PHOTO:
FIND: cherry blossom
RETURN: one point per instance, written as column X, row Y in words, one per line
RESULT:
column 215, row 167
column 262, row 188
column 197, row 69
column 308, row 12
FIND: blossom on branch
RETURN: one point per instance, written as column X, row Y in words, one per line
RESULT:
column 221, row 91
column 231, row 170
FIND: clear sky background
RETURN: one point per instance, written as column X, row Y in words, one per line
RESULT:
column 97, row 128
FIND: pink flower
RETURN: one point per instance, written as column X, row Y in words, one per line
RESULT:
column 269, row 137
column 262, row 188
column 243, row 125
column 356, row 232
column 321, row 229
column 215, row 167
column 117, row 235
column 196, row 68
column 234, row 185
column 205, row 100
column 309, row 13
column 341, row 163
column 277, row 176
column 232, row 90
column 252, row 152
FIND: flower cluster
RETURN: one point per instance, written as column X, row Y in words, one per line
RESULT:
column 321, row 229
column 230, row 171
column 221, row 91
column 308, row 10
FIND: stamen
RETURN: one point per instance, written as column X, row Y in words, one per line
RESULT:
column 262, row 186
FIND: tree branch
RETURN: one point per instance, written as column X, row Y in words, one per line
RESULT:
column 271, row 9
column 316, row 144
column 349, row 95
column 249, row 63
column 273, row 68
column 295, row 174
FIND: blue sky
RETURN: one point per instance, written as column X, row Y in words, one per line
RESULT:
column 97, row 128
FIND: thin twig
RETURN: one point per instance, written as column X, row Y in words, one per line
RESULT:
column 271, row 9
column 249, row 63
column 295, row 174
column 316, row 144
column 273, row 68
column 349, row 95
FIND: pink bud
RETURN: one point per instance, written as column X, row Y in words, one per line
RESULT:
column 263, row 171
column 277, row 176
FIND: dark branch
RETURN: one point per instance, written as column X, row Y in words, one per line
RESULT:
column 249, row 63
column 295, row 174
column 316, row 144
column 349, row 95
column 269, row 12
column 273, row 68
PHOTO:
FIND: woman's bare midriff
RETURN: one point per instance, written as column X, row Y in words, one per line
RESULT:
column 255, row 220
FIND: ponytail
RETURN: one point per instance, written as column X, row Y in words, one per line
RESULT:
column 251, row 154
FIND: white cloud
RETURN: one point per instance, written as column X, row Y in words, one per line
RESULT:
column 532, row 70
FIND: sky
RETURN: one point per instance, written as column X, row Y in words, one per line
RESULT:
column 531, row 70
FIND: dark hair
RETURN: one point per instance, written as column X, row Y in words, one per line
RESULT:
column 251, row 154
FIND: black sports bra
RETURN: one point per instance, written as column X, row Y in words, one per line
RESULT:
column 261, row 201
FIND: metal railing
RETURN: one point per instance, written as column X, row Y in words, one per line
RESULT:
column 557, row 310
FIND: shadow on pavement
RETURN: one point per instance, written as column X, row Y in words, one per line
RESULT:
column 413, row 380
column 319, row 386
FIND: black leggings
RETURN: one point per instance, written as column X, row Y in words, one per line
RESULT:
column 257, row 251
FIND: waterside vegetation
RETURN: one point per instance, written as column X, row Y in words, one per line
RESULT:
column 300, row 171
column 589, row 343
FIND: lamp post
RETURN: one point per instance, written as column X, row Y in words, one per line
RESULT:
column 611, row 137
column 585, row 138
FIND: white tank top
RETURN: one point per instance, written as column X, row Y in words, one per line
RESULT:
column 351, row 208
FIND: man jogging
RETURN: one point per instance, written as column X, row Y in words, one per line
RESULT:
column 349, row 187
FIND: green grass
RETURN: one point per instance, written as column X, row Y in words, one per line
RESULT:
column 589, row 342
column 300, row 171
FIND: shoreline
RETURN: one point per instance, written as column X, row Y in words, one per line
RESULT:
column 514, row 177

#### Your goal:
Rewrite the items from the line with "FIND: black leggings" through the last line of the items, replacing "RESULT" with "OUTPUT" everywhere and leaving all else unchanged.

#### Output below:
FIND: black leggings
RETURN: one point per instance, written as column X, row Y in words, one per line
OUTPUT:
column 257, row 251
FIND: waterside vegetation
RETURN: one point per instance, written as column X, row Y in words, one per line
OUTPUT:
column 300, row 171
column 589, row 343
FIND: lamp post
RETURN: one point per instance, written as column X, row Y in words, one per line
OUTPUT:
column 611, row 137
column 585, row 138
FIND: white tank top
RETURN: one point per instance, written as column X, row Y in words, one per line
OUTPUT:
column 351, row 208
FIND: man jogging
RETURN: one point per instance, written as column X, row Y in words, one per line
OUTPUT:
column 349, row 187
FIND: green grass
RETURN: one point per instance, written as column X, row Y in words, one per line
OUTPUT:
column 589, row 342
column 300, row 171
FIND: shoreline
RETURN: one point per instance, written as column X, row Y in words, one per line
OUTPUT:
column 514, row 177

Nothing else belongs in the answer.